[Source data]
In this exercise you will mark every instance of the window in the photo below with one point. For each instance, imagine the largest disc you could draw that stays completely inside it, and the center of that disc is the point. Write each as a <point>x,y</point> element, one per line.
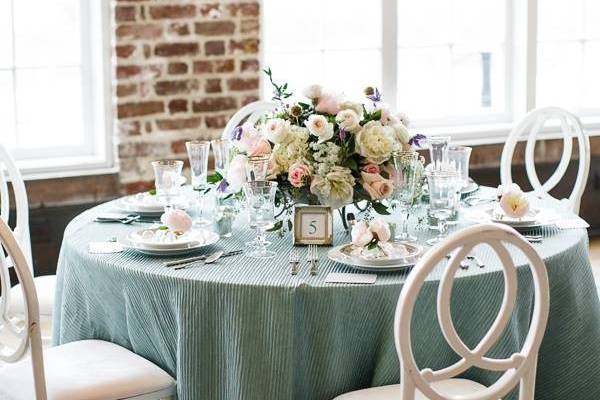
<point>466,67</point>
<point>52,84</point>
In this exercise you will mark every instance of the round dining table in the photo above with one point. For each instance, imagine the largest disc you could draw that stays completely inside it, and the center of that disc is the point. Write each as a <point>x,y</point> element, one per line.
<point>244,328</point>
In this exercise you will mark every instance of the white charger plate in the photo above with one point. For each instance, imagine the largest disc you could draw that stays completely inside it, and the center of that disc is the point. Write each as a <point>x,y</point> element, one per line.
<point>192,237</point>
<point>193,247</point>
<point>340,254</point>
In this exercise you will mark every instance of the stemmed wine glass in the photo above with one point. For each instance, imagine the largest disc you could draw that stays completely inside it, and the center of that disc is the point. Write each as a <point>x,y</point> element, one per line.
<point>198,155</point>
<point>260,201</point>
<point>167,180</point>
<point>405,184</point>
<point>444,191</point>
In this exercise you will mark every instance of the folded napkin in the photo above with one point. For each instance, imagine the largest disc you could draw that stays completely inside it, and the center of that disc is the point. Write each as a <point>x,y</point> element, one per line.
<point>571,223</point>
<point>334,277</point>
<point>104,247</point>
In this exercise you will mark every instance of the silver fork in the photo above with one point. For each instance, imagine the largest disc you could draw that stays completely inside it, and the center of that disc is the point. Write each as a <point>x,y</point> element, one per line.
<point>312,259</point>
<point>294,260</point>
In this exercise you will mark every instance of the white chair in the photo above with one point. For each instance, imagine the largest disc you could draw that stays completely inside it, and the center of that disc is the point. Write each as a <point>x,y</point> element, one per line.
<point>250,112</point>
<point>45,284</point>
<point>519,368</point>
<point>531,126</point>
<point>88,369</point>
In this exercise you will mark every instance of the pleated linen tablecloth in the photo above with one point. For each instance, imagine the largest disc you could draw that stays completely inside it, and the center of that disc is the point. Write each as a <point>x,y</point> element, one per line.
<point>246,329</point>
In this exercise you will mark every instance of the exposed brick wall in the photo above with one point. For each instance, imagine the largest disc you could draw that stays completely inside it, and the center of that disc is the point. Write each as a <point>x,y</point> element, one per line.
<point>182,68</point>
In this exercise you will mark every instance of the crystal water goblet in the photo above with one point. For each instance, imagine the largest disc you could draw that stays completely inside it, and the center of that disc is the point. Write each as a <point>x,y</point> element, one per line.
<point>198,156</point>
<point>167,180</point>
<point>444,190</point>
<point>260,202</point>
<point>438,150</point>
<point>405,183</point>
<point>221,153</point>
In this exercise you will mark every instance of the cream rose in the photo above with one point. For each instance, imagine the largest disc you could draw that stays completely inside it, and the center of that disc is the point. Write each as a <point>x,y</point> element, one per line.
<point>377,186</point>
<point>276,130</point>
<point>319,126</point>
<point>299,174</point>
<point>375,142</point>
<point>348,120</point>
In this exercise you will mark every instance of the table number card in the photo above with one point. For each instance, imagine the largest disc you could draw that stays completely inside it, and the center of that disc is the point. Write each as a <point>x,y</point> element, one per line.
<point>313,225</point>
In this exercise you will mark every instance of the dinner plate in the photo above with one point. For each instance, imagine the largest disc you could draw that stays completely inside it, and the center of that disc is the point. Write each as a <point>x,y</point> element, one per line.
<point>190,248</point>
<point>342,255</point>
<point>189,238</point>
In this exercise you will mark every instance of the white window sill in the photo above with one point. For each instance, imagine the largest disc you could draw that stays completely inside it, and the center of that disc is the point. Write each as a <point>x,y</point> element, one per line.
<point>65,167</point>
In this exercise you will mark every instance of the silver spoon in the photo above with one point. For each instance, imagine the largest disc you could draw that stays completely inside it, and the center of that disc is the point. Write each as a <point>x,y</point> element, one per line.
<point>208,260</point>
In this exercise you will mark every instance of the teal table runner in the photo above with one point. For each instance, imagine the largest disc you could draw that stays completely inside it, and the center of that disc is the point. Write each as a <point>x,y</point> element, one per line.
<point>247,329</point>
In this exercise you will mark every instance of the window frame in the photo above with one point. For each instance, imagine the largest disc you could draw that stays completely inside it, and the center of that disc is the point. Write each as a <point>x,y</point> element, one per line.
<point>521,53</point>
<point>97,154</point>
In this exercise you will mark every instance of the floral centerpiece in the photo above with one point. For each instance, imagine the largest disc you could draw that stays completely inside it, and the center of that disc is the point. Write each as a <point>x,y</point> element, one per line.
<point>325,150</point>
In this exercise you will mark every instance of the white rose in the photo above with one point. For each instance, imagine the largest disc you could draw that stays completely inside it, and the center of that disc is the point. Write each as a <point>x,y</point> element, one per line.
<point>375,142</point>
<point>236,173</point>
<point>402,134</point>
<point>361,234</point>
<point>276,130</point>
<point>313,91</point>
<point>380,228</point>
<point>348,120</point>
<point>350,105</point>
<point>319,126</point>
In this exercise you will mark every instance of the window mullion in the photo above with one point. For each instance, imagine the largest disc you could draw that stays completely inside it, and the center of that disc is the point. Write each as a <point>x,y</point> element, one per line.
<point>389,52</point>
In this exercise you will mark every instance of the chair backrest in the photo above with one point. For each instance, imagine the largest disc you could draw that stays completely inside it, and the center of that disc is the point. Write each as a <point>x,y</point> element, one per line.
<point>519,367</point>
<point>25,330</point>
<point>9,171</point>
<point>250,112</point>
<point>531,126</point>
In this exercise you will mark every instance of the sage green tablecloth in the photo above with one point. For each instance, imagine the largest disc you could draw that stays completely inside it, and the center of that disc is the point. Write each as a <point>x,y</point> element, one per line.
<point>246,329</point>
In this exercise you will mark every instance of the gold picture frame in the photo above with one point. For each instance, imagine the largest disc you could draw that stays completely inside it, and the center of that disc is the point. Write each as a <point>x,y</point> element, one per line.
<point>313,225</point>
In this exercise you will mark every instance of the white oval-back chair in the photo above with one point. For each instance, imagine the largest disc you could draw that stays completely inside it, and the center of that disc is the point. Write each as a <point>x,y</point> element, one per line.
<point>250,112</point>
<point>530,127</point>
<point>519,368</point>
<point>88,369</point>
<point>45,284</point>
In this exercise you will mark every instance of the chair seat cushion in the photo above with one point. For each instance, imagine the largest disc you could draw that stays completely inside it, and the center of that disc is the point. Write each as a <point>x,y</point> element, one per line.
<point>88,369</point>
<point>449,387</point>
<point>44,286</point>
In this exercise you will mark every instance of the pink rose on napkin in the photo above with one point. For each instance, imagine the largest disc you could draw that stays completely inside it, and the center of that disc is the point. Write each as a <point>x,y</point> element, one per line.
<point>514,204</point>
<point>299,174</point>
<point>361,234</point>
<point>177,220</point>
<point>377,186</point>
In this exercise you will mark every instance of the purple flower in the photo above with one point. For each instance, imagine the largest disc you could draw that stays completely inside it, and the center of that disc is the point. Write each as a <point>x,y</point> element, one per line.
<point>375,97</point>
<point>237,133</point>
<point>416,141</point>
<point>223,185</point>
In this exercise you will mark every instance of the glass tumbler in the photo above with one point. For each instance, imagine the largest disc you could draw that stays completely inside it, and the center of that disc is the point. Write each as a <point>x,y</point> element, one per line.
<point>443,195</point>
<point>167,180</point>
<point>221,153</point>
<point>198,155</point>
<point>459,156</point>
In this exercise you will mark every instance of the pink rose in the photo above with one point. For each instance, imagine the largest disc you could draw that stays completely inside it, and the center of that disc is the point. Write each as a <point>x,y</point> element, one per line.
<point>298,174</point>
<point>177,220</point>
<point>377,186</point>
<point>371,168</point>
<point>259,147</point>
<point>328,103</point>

- TASK TO CARRY OUT
What is needed here is an exact transcription of every record above, with images excluded.

- ANSWER AREA
In this exercise you will mark every instance of the window in the photo below with one point. For each instance, imagine the largest disc you could draw that stays completely inside it, and the center of that disc is the point. Write each as a <point>x,y</point> element, one per line.
<point>466,67</point>
<point>52,84</point>
In this exercise you will mark every instance of the round dining table in the photo above with one point. For each instance, imagine the largest disc you could draw that stays completely inside it, and the center of that disc is the point. Write each as a <point>x,y</point> element, one per line.
<point>244,328</point>
In this exercise you will mark every instance of the white charger plate in the photo above with one point. For each instance, imagine the largest disc you could draw that stays completely inside it, and the center of that disc is the point. Write each as a <point>x,y</point> element, one per line.
<point>192,237</point>
<point>193,247</point>
<point>340,254</point>
In this exercise you will mark every instance of the stemmed wine glass in the photo above with one point. For each instance, imagine the largest disc you could draw that stays completely inside it, and the center of that disc is the point. Write each as a <point>x,y</point> element, one per line.
<point>198,155</point>
<point>260,201</point>
<point>167,180</point>
<point>405,184</point>
<point>444,191</point>
In this exercise you will mark every instance of the folded napkin in the photo above with one point. For each instance, imagine the largest disc you could draw that stays completely inside it, and the center of that disc is the point. Write each as a <point>x,y</point> element, one per line.
<point>571,223</point>
<point>334,277</point>
<point>104,247</point>
In this exercise you will mark every instance of the silver fork in the photo above with one point. For each instance, imagine the largest disc you could draw that stays completely inside it, and the center of that disc is the point. Write each as a <point>x,y</point> element, one per line.
<point>312,259</point>
<point>294,260</point>
In this exercise you will mark every instance of the white chair in the photo above with one point. For each instance, imagine the largest disc you could draw that stays completely inside it, and the center of that disc is the point. Write each as a <point>x,y</point> element, one per line.
<point>250,112</point>
<point>45,284</point>
<point>519,368</point>
<point>531,126</point>
<point>88,369</point>
In this exercise you will mark every instance of the pleated linen tablecloth in the photo above with one point. For each instance, imagine the largest disc you could draw that stays completely inside it, and the center of that disc is the point. Write each as a <point>x,y</point> element, one per line.
<point>246,329</point>
In this exercise you will mark every instance of the exposed brick wall in the photo above with one point. For each instance, imagine the largest disc you could draw that stays completely inside it, and the center of that disc is the point. Write each as a <point>x,y</point> element, one per line.
<point>182,68</point>
In this exercise you will mark every instance of the crystal water goblet in the photo above with one point. For each instance, imagine the largest disc you could draw that stays completely inside it, and the center of that disc is the point. Write each as a <point>x,y</point> element, one per line.
<point>198,156</point>
<point>167,180</point>
<point>444,190</point>
<point>260,202</point>
<point>438,150</point>
<point>405,183</point>
<point>221,153</point>
In this exercise you will mark every instance of the cream rose in the photo above with one point. For each instance, imagine the largest disc you could draw that stays completely inside it, and the center of that disc is the point. Write each as a <point>x,y</point> element, one per line.
<point>377,186</point>
<point>276,130</point>
<point>319,126</point>
<point>299,174</point>
<point>375,142</point>
<point>348,120</point>
In this exercise you will mark every instance of the table number card in the photo above with one point. For each instance, imagine the largest disc you could draw that stays completely inside it, and the center of that disc is the point. Write each as a <point>x,y</point> element, one per line.
<point>313,225</point>
In this exercise you will mark every instance of the dinner plate in the photo above with one point. For each instance, imagine the largest disc you could draw that stays completely inside it, and the center of that disc is the point. Write each as a <point>x,y</point> element, one per line.
<point>190,248</point>
<point>342,255</point>
<point>189,238</point>
In this exercise you will mark every instance of the white window sill in the photo above with one point. For each instance, imagine the largest disc you could draw that stays completely inside it, and the center of that disc is the point. Write each as a <point>x,y</point> element, one per line.
<point>65,167</point>
In this exercise you will mark every instance of the silver spoon in the photo above with one point. For each instance, imagine the largest disc you could draw that stays completely inside it, and the center of that disc is the point. Write each as a <point>x,y</point> element, one per line.
<point>208,260</point>
In this exercise you will mark every instance of the teal table runner in the photo above with one point. For each instance, imagine the largest disc you could draw that stays completely inside it, and the center of that disc is the point. Write each as a <point>x,y</point> element, one per line.
<point>247,329</point>
In this exercise you will mark every instance of the window frame in the photo above with one point. For each instance, imagine the largest disc you could draw that stays completely inside it, and the center of that disc is the point. Write each as a <point>x,y</point> element, one per line.
<point>521,53</point>
<point>97,154</point>
In this exercise you will mark every instance of the floral centerpiece in the photo above with one point. For each instance, imagine the largest disc you could draw that stays completely inside it, and the center of that disc is the point. Write each as a <point>x,y</point> element, one per line.
<point>325,150</point>
In this exercise you will mark every instance of the white rose in the photo above with one point. For each instance, imagine the largest disc you could draw that stays completely inside it, and the center of that disc is the point. Write each as a <point>x,y</point> element, one per line.
<point>375,142</point>
<point>236,173</point>
<point>402,134</point>
<point>361,234</point>
<point>276,130</point>
<point>313,91</point>
<point>380,228</point>
<point>348,120</point>
<point>350,105</point>
<point>319,126</point>
In this exercise you will mark every instance of the window mullion in the photo above with one point. For each instance, imagine the largest disc you could draw that stays completely inside it, and the center of that disc is the point. Write each as a <point>x,y</point> element, one per line.
<point>389,52</point>
In this exercise you will mark every instance of the chair backrest in the photo above with one point. For each instance, imagine the largest disc you could draw that stays completely inside it, and the center of that disc is the point. Write each as a <point>x,y</point> element, one per line.
<point>519,367</point>
<point>25,330</point>
<point>9,171</point>
<point>250,112</point>
<point>531,126</point>
In this exercise you will mark every instance of the sage green tablecloth in the photo above with one point. For each instance, imagine the largest disc you could draw that stays completely inside it, and the center of that disc is the point. Write each as a <point>x,y</point> element, one per line.
<point>246,329</point>
In this exercise you will mark every instance of the gold picture frame in the photo above with one point. For each instance, imagine the largest disc you could draw that stays completely inside it, and the center of that disc is the point. Write each as a <point>x,y</point> element, one per line.
<point>313,225</point>
In this exercise you will mark every instance of the white oval-back chair in the photo above with one point. For each instance, imagine the largest disc you could draw that stays completely inside it, and the center of that disc is the point. Write each as a <point>x,y</point> element, one per line.
<point>250,112</point>
<point>530,127</point>
<point>519,368</point>
<point>88,369</point>
<point>45,284</point>
In this exercise you will mark every instance of the chair seat cushion in the photo above with one point. For each instance, imagine the largest disc you could draw that stays completely inside it, and the center of that disc is the point. Write each as a <point>x,y</point> element, one per line.
<point>88,369</point>
<point>449,387</point>
<point>44,286</point>
In this exercise you will mark every instance of the pink rose on napkin in the photo above with one point. For each instance, imagine the largest disc you could draw that stays completely inside it, and the center of that disc is the point. Write each as a <point>x,y</point> element, one per line.
<point>514,204</point>
<point>299,174</point>
<point>361,234</point>
<point>177,220</point>
<point>377,186</point>
In this exercise you will mark every instance of the purple flower in the photo above with one point. For each instance, imagine the largest disc you could draw that stays completely inside it, and the center of that disc is the point. Write each as a <point>x,y</point> element, one per line.
<point>375,97</point>
<point>237,133</point>
<point>416,141</point>
<point>223,185</point>
In this exercise you will mark every instance of the glass tumbler in the photo above with one point. For each instance, imagine the largest disc you could draw that stays completely inside it, and the center of that disc is the point. Write each as a <point>x,y</point> element, one per line.
<point>443,195</point>
<point>167,180</point>
<point>221,153</point>
<point>198,155</point>
<point>459,156</point>
In this exercise you will mark every instance of the pink rose in the photo above with one point. For each instance, imagine the largest disc you could draw that stays completely inside it, and the center of that disc is the point. Write each as a <point>x,y</point> element, one per line.
<point>298,174</point>
<point>177,220</point>
<point>377,186</point>
<point>371,168</point>
<point>259,147</point>
<point>328,103</point>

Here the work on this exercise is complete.